Chalcis s'était de bonne heure aventurée au delà du détroit de Sicile, l'effroi des marins dans la haute antiquité; elle contribua même plus tard à y coloniser Zancle; elle s'était avancée au delà du promontoire Misène et avait fondé en Campanie Cumes, qui forma à son tour de nombreux comptoirs sur les côtes voisines, devint le siége d'un vaste empire maritime et la rivale longtemps heureuse des Carthaginois et des Etrusques dans la mer Tyrrhénienne.

Plus loin encore avaient poussé les Phocéens : ils occupaient en Sardaigne, Olbia; en Corse, Aleria; en Gaule, Marseille, grande cité, qui, devenue à son tour un foyer de colonisation, étendit ses établissements depuis Nice, en Ligurie, jusqu'à Empories, en Espagne.
===============
◆ Exercice proposé 1 ◆
Résumez en deux phrases l'extrait sur les colonies de Chalcis et des Phocéens.
◆ Exercice proposé 2 ◆
Poursuivez, s'il vous plaît, l'extrait sur les colonies de Chalcis et des Phocéens à partir de sa dernière phrase.
Les lignes ci-dessous forment un matériau distinct de l'extrait.
===============
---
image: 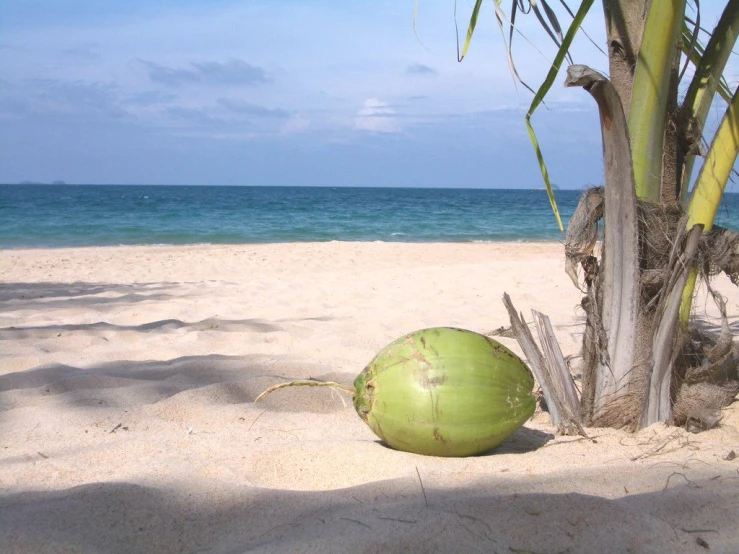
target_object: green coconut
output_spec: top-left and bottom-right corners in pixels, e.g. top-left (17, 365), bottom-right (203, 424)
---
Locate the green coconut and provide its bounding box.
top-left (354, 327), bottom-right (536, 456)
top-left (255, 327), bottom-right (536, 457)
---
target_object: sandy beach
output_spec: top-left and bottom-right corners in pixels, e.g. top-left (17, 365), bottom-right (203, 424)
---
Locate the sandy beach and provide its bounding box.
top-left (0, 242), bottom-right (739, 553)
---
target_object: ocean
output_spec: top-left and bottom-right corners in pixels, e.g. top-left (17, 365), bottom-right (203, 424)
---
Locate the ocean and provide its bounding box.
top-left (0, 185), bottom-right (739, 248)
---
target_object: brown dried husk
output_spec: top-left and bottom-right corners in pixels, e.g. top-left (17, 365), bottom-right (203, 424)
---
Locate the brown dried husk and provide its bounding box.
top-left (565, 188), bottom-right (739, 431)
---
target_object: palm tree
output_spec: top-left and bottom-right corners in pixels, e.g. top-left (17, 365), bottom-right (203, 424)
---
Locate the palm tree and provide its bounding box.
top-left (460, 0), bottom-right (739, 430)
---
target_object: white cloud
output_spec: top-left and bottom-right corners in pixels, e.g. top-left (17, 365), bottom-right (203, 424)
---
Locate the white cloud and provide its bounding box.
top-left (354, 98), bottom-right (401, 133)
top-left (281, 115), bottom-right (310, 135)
===============
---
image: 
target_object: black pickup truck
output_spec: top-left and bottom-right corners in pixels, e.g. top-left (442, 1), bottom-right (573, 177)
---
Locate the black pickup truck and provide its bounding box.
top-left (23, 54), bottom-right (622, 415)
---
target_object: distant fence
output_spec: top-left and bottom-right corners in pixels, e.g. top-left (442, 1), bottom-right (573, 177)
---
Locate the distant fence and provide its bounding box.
===============
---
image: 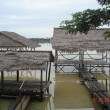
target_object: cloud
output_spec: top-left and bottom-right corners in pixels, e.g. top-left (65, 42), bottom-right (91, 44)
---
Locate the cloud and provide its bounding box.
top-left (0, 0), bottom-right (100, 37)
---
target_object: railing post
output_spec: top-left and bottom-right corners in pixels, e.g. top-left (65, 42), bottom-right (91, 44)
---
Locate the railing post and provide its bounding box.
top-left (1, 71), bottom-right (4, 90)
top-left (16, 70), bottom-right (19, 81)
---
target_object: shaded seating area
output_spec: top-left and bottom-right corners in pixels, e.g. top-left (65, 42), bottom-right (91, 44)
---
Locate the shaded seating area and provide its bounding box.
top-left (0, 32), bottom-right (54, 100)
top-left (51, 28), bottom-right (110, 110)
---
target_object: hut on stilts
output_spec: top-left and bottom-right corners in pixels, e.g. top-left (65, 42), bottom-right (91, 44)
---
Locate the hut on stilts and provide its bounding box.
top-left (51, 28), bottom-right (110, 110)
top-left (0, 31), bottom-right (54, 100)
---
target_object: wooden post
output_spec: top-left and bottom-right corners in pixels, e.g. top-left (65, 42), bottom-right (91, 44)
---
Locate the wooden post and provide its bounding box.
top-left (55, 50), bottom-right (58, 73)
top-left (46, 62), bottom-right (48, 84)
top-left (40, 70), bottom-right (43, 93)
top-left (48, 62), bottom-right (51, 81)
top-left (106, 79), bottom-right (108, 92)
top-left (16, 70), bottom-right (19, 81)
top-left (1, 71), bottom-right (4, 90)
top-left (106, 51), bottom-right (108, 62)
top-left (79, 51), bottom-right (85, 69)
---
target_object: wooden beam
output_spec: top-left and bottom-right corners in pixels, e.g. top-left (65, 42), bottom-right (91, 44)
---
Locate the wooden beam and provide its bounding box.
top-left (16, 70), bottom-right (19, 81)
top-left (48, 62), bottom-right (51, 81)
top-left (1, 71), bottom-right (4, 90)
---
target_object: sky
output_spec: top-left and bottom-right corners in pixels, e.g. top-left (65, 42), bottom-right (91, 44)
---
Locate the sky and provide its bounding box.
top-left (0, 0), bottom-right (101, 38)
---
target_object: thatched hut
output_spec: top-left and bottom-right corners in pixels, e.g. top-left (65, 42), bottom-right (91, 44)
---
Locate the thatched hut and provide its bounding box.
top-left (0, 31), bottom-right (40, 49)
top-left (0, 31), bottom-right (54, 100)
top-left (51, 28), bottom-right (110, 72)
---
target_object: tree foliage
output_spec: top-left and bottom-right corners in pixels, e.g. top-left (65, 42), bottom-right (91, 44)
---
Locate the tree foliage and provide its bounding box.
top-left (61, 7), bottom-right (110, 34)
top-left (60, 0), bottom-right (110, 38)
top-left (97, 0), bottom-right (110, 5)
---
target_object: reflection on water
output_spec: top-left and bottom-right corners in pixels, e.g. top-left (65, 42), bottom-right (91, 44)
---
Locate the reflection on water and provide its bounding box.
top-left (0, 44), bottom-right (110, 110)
===============
◆ Réponse attendue 1 ◆
Chalcis s'aventura tôt au-delà du détroit de Sicile, contribua à coloniser Zancle et fonda en Campanie Cumes, qui devint le siège d'un vaste empire maritime et la rivale des Carthaginois et des Étrusques dans la mer Tyrrhénienne. Les Phocéens allèrent plus loin encore en occupant Olbia en Sardaigne, Aleria en Corse et Marseille en Gaule, cité qui étendit ses établissements de Nice jusqu'à Empories, en Espagne.

◆ Réponse attendue 2 ◆
Rome et Constantinople. - Quand les colonies d'Asie Mineure eurent été amoindries par la domination des Perses, quand Tyr eut été définitivement ruinée par Alexandre, quand Rome eut détruit Carthage et réduit sous sa domination les provinces de l'Occident et la Grèce, les routes maritimes de l'Atlantique furent négligées et le commerce sembla se replier dans la mer Intérieure, devenue un lac romain. Gadès seule conserva au delà des Colonnes d'Hercule une assez grande importance. Quelques places, telles que Marseille, Corcyre, Corinthe, Smyrne, Ephèse, Rhodes, conservèrent une grande importance; mais les deux capitales, Rome et plus tard Constantinople, attirèrent à elles pour leur consommation, sinon tout le commerce, du moins la plus grande partie des denrées venues sur les bords de la Méditerranée et des marchandises lointaines.

Alexandrie.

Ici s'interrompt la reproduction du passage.